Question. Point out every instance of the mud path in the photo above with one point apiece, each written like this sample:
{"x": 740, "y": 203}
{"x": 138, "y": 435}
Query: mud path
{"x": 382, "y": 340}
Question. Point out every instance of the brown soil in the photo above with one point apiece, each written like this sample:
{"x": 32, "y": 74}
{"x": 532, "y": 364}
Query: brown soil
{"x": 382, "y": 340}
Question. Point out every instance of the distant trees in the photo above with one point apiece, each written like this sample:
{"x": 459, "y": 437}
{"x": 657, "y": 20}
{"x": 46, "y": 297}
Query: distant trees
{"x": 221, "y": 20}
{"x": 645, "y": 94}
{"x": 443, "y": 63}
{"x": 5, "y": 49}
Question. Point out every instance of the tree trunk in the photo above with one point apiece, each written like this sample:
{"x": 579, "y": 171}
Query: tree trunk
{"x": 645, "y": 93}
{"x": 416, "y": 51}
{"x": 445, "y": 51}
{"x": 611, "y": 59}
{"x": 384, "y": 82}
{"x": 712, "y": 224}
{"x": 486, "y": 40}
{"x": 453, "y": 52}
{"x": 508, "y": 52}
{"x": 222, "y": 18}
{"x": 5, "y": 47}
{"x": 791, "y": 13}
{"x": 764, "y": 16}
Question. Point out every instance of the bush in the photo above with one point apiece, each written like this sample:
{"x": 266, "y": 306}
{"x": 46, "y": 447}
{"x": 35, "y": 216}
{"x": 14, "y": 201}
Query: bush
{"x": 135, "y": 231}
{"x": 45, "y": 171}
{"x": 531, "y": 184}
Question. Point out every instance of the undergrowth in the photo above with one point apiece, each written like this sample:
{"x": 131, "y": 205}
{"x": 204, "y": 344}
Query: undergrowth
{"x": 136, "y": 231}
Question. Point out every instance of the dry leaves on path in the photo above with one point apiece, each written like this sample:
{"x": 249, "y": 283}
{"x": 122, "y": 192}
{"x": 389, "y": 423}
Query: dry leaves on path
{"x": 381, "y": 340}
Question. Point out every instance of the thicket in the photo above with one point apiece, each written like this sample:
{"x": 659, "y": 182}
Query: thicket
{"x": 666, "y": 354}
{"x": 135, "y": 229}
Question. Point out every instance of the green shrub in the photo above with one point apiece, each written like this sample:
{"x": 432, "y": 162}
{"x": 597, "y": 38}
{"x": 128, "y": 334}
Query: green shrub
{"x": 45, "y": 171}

========================

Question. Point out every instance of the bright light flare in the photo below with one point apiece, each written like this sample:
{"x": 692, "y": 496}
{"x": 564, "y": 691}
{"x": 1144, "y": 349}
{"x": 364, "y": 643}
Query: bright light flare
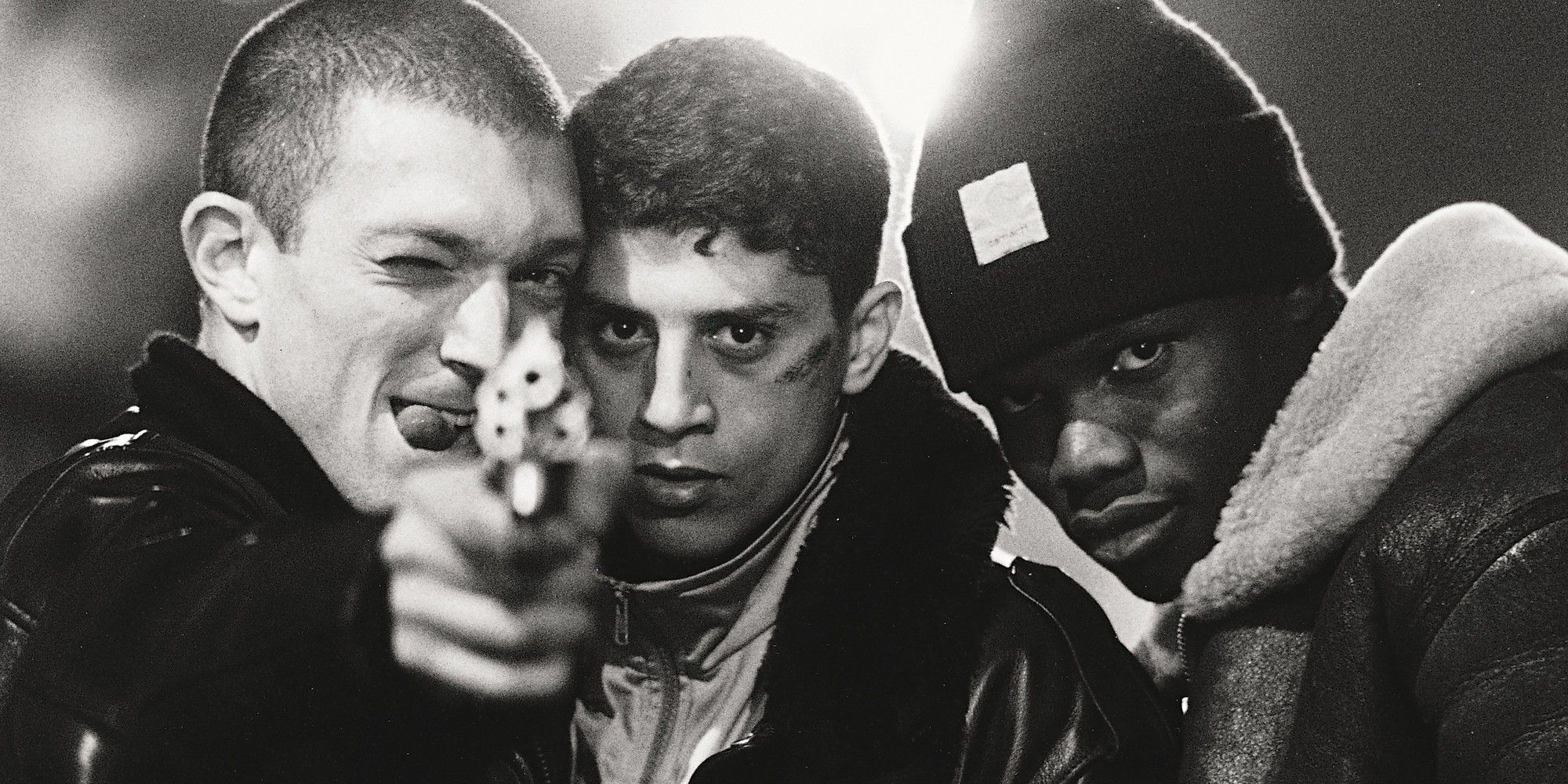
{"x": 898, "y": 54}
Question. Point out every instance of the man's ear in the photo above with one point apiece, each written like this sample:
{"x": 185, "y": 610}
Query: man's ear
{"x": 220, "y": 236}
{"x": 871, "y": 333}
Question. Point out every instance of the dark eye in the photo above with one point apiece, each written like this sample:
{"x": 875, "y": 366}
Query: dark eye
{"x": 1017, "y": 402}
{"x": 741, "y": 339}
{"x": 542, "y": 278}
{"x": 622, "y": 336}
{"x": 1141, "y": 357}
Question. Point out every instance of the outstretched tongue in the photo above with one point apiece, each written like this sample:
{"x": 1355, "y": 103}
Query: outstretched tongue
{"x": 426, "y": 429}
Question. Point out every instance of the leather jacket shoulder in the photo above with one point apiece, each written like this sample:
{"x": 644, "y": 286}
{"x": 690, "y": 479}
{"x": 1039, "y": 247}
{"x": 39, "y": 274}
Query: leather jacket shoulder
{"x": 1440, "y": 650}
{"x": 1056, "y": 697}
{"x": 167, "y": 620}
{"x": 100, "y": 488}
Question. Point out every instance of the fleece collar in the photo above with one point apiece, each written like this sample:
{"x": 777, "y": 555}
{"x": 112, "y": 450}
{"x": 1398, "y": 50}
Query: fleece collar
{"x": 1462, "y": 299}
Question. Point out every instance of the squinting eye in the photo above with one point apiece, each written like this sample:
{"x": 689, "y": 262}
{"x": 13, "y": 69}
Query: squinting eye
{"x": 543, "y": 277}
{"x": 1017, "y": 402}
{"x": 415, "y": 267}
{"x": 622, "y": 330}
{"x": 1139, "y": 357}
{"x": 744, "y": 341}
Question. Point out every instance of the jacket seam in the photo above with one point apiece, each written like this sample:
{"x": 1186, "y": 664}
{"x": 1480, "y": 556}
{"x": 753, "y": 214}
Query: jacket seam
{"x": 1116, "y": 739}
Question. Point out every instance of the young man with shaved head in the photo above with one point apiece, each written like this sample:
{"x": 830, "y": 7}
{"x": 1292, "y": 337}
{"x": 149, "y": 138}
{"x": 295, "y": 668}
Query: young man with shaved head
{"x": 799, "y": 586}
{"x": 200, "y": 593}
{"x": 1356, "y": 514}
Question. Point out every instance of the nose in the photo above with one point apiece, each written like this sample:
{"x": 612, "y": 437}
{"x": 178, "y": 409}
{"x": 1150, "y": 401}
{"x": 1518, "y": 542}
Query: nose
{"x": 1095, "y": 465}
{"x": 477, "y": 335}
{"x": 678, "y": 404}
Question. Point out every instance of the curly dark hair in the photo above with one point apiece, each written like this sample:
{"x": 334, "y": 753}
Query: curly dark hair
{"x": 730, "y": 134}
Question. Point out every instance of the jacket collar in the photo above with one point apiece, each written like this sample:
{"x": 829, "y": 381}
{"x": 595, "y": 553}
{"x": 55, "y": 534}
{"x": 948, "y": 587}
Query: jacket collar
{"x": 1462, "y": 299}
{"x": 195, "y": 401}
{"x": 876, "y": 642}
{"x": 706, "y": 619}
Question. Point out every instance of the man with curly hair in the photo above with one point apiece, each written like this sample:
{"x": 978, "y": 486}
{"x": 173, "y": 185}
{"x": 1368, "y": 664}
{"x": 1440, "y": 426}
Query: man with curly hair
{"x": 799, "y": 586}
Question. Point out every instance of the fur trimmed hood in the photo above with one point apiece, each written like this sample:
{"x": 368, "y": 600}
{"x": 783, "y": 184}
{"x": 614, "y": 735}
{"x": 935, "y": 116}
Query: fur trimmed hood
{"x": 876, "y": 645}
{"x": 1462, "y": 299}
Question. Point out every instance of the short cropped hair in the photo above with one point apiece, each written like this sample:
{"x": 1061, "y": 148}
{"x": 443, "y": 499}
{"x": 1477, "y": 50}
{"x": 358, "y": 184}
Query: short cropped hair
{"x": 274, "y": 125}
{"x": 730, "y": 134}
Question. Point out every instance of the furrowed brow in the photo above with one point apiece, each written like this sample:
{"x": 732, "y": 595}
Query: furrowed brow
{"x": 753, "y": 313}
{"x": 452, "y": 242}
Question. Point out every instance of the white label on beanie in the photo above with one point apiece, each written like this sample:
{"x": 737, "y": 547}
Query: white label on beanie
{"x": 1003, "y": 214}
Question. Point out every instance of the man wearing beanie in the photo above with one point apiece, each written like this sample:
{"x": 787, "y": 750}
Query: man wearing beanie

========================

#### Что нужно сделать:
Верни без изменений все строки выше, в которых встречается слово «fleece».

#### Результат:
Question. Point out every instance of the fleece collar in the photo above with one point apiece, each written like this sample:
Query: fleece collar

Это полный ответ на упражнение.